■ Problem details: Output the entries below without any alteration.

#### Task material

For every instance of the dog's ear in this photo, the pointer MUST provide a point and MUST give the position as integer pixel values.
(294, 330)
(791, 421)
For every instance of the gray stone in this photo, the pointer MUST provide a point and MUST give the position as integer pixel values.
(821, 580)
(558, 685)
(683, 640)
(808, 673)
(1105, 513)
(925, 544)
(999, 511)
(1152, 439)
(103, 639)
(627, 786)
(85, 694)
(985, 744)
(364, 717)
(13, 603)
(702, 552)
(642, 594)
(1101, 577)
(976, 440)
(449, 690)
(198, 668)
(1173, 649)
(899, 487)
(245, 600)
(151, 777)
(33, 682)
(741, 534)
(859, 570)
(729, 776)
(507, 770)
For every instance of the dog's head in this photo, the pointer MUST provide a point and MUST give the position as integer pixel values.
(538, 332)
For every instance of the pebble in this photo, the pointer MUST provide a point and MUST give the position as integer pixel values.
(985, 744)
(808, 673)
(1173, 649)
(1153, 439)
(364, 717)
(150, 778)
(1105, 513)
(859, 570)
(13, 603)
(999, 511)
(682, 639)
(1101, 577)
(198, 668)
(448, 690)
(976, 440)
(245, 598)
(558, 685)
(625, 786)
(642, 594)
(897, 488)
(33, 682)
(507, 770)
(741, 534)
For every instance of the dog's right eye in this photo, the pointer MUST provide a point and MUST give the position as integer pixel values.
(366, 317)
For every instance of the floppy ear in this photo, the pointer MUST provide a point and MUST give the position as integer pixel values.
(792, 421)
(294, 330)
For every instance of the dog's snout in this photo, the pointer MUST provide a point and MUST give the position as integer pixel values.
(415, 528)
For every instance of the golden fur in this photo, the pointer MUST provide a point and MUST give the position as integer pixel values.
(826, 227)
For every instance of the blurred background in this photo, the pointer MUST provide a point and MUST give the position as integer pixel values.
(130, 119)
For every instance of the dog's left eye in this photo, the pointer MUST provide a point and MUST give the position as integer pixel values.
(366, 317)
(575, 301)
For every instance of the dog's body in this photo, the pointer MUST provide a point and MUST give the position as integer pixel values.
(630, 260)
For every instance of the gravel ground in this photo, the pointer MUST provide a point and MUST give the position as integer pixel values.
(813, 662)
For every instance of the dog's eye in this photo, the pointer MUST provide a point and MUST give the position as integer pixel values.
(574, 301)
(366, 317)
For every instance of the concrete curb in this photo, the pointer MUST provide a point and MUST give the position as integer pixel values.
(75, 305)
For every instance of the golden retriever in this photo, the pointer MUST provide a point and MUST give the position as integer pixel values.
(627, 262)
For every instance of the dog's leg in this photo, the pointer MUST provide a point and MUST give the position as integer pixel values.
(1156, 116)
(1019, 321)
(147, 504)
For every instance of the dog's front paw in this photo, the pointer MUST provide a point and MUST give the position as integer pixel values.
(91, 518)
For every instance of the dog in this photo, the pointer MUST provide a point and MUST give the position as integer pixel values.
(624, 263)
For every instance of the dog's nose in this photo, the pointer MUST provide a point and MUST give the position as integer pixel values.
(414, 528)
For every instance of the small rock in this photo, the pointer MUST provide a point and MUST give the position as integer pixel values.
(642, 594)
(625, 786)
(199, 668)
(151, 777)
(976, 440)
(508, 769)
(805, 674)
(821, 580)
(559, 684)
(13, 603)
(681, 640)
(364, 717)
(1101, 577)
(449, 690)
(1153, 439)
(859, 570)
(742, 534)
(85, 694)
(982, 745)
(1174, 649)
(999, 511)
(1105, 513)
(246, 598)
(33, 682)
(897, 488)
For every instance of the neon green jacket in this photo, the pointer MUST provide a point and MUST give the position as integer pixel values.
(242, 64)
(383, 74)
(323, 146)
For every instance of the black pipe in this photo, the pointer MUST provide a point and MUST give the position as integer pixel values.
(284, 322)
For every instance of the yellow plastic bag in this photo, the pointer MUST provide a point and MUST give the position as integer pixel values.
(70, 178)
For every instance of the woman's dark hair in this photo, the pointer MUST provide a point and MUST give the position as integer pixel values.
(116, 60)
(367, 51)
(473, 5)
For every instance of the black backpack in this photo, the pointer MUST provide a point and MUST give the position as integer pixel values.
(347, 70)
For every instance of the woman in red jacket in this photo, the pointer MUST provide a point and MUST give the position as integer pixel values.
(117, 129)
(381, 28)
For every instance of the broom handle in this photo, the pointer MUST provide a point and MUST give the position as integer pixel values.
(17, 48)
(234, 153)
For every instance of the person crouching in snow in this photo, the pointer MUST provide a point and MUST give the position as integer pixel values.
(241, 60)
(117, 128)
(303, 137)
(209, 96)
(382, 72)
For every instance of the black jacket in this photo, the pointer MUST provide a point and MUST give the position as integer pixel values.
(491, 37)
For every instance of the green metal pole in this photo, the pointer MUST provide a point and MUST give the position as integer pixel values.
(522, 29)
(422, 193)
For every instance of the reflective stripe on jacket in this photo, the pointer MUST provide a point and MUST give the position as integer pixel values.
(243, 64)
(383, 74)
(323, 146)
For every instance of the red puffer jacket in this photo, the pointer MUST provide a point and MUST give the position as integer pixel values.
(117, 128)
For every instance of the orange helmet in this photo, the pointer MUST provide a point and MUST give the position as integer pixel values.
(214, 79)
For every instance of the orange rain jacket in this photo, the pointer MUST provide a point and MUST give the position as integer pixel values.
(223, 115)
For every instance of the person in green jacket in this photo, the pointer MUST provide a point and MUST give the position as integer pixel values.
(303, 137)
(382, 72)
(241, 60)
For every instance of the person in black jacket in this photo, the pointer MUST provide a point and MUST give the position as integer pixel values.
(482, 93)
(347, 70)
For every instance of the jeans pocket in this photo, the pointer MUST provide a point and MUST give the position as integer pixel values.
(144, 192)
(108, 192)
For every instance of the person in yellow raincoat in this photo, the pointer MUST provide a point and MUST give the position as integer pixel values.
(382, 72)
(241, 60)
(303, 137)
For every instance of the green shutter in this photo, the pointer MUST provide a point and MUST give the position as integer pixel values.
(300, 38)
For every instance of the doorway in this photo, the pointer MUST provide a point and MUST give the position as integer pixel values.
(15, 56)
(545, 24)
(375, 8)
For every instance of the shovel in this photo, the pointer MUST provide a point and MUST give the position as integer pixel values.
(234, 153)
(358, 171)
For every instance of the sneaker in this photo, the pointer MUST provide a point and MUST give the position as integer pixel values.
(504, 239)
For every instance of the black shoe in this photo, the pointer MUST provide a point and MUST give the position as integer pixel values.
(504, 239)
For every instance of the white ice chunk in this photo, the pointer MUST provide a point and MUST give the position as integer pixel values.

########

■ Written answer:
For every instance of the dog's ear in this photo, the pointer MUST provide a point and MUST give the position as integer pixel values.
(294, 330)
(791, 421)
For every instance of the gray stone in this photo, the pointer MUST provide a point and MUST give the position as integer pixel values.
(821, 580)
(558, 685)
(683, 640)
(808, 673)
(1105, 513)
(925, 544)
(999, 511)
(1152, 439)
(103, 639)
(627, 786)
(85, 694)
(985, 744)
(364, 717)
(13, 603)
(702, 552)
(642, 594)
(1101, 577)
(976, 440)
(449, 690)
(198, 668)
(1173, 649)
(899, 487)
(245, 600)
(151, 777)
(33, 682)
(741, 534)
(859, 570)
(729, 776)
(507, 770)
For every instance of the dog's head in this photo, the pointer MUST provide a point and MUST give the position as integer pixel values.
(538, 332)
For every instance of the pebble in this photo, the pointer MUST provide a point and MUST give the position as integer pixel values.
(985, 744)
(808, 673)
(1173, 649)
(1153, 439)
(364, 717)
(150, 778)
(1105, 513)
(859, 570)
(13, 603)
(999, 511)
(682, 639)
(1101, 577)
(198, 668)
(448, 690)
(976, 440)
(245, 598)
(558, 685)
(625, 786)
(642, 594)
(897, 488)
(33, 682)
(507, 770)
(741, 534)
For every instance of the dog's right eye in this photo, the pointer MUST provide a point and MUST give the position as integer pixel values.
(366, 317)
For every instance of the floppy ear in this photo, the pointer MUST provide a point and MUST give the position as integer pixel values.
(792, 421)
(294, 330)
For every instance of the dog's snout in this photo, the pointer MUST provide a point and MUST give the position as integer pixel values.
(415, 528)
For every instance of the golden fur in this photo, the pointer MUST provide a point and MUST give the position as integer pixel values.
(826, 227)
For every instance of the blurred background in this photo, the pointer MUST provide a point and MUST give the position as integer pixel values.
(130, 119)
For every instance of the dog's left eye in this photo, the pointer MUST provide a point and MUST give the position as integer pixel values.
(366, 317)
(575, 301)
For every instance of the dog's body in this photo, the pointer MUST provide a point and MUST give the position as integer pixel values.
(630, 260)
For every instance of the gravel ground in this photo, the pointer MUST provide a point and MUST give the position as integer pixel values.
(813, 662)
For every instance of the dog's eye in this photo, the pointer MUST provide a point and MUST give the position as integer pixel values.
(574, 301)
(366, 317)
For every instance of the concrete curb in this photo, the pointer MUST provide a point and MUST give the position as integer pixel values.
(75, 305)
For every instance of the golden retriever in this photo, the pointer MUST provide a point and MUST give the position as integer pixel values.
(627, 262)
For every instance of the dog's leg in this photo, the pointer MUST provide a point and MUST give the position as integer pixel values.
(1156, 116)
(1019, 321)
(147, 504)
For every instance of the dog's front paw in this photo, the pointer MUST provide a point and MUST give the position as integer pixel values.
(91, 518)
For every instance of the dog in this photo, the pointer MUST provide a point and MUST give the position as integer pixel values.
(624, 263)
For every instance of the dog's nose in this photo, the pointer MUST provide a point and MUST give the position as integer pixel values.
(414, 528)
For every instance of the small rock in this photo, the pointer MUST provide a point and MUST give the position as integer pixel values.
(642, 594)
(625, 786)
(199, 668)
(151, 777)
(976, 440)
(508, 769)
(805, 674)
(821, 580)
(559, 684)
(13, 603)
(681, 640)
(364, 717)
(1101, 577)
(449, 690)
(1153, 439)
(859, 570)
(742, 534)
(85, 694)
(982, 745)
(1174, 649)
(999, 511)
(1105, 513)
(246, 598)
(33, 682)
(897, 488)
For every instance of the neon green jacket in this photo, the pointer MUST provide a point and MUST give the position as integer pixel values.
(242, 64)
(383, 74)
(323, 146)
For every instance of the black pipe in this photo, the pointer MUST provide a point and MUST give the position as integer pixel values.
(284, 322)
For every instance of the yellow plastic bag in this photo, the pointer MUST provide a point and MUST give the position as integer pixel values.
(70, 178)
For every instance of the woman's dark hair in this photo, the pointer MUST provide a point and MUST give the position as integer pixel values.
(116, 60)
(367, 51)
(473, 5)
For every instance of the black backpack in this photo, the pointer MUST provide a point and MUST give the position as integer pixel values.
(347, 70)
For every instance of the woman in red jacket in this photo, the pointer MUST provide a point and MUST give the position as integer pixel values.
(117, 129)
(381, 28)
For every instance of the broom handle in this photo, the pointer MUST provide a point and MUST give the position as integer pixel values.
(17, 48)
(234, 153)
For every instance of the person crouching in snow in this photo, the pointer MUST provide a point and MUST give the position as integer pixel values.
(241, 60)
(117, 128)
(303, 137)
(209, 96)
(382, 72)
For every instance of the black jacket in this photo, the pointer MUST provide a point and MUST give the position as integer pixel values.
(491, 37)
For every instance of the green metal pole in this photo, the pointer MUST provide a point and MUST give the position as integer pixel values.
(522, 29)
(422, 193)
For every instance of the reflective stripe on jacket in this photo, the pointer MUST provide a point and MUST give the position as integer pixel values.
(243, 64)
(383, 74)
(323, 146)
For every instance of the red puffer jacket in this photo, the pointer MUST provide a point and MUST give the position as integer pixel values.
(117, 128)
For every instance of the orange helmet in this photo, the pointer MUST provide a point and MUST give the position as integer pixel values.
(214, 79)
For every instance of the orange rain jacket in this photo, the pointer MUST provide a point and MUST give the position as integer pixel values.
(223, 115)
For every instance of the person in green jacket in this photo, the pointer MUST provide a point and MUST give the position as integer pixel values.
(303, 137)
(382, 72)
(241, 60)
For every instance of the person in black jacket in this photo, the pointer MUST provide a point and MUST give the position as integer pixel values.
(482, 93)
(347, 70)
For every instance of the jeans pocket in this photo, the pointer MUST provide a point and MUST give the position as integer pixel values.
(144, 192)
(108, 192)
For every instance of the person in yellow raincoat in this photo, the pointer MUST provide a point and MUST give the position as integer pixel values.
(382, 72)
(241, 60)
(303, 137)
For every instance of the green shutter in this photo, the pointer MUST provide a point and MUST give the position as integer pixel values.
(300, 38)
For every instance of the doorway in this photo, the pointer MUST provide a point and MUST give the position as integer pixel values.
(15, 56)
(545, 24)
(375, 8)
For every instance of the shovel in this photo, the pointer MUST provide a point and MUST give the position as integer pixel values.
(234, 153)
(358, 171)
For every instance of the sneaker in this photo, the pointer MUST provide a point and MUST give the position as integer pixel values.
(504, 239)
For every instance of the black shoe in this photo, the pointer MUST provide a point and MUST give the position as integer pixel values.
(504, 239)
For every instance of the white ice chunk in this photo, the pointer MUST provide a point and MUST give the position as integer pixel values.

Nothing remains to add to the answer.